Print the whole listing exactly.

SOURCE DATA.
===

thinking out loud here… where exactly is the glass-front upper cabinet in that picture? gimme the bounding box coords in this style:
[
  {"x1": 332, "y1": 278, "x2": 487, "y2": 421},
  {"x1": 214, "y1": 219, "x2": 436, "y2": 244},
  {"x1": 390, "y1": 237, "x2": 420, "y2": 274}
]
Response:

===

ANSWER AREA.
thinking out loud here… where exactly is the glass-front upper cabinet in that picture? gimme the bounding box coords in this style:
[
  {"x1": 332, "y1": 278, "x2": 487, "y2": 421},
  {"x1": 214, "y1": 219, "x2": 436, "y2": 244},
  {"x1": 390, "y1": 237, "x2": 420, "y2": 274}
]
Response:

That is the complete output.